BRIEF:
Rewrite every line of the entries below, requests included, and shift each bounding-box coordinate in the answers up by 107. Leave the numbers in the requests and their format samples as they are.

(Collected data entries)
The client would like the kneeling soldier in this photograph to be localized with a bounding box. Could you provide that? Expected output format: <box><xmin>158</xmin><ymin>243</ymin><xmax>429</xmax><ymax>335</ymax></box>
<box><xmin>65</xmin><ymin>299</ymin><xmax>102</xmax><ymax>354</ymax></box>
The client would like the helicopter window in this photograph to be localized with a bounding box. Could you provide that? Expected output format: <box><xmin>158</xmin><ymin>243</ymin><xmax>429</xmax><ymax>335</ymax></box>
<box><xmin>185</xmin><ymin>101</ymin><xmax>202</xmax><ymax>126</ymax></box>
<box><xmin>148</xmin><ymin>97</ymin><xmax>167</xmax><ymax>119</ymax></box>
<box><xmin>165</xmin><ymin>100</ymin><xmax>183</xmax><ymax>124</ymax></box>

CORRECT RESPONSE:
The client would like the kneeling soldier in this photograph to be localized with a bounding box. Could you provide that? Expected output format: <box><xmin>158</xmin><ymin>243</ymin><xmax>429</xmax><ymax>335</ymax></box>
<box><xmin>172</xmin><ymin>406</ymin><xmax>209</xmax><ymax>461</ymax></box>
The client would like the helicopter window in this photograph to be localized with a bounding box. Could you provide that? Expected output format: <box><xmin>158</xmin><ymin>243</ymin><xmax>429</xmax><ymax>335</ymax></box>
<box><xmin>292</xmin><ymin>208</ymin><xmax>309</xmax><ymax>233</ymax></box>
<box><xmin>255</xmin><ymin>204</ymin><xmax>274</xmax><ymax>226</ymax></box>
<box><xmin>272</xmin><ymin>207</ymin><xmax>290</xmax><ymax>231</ymax></box>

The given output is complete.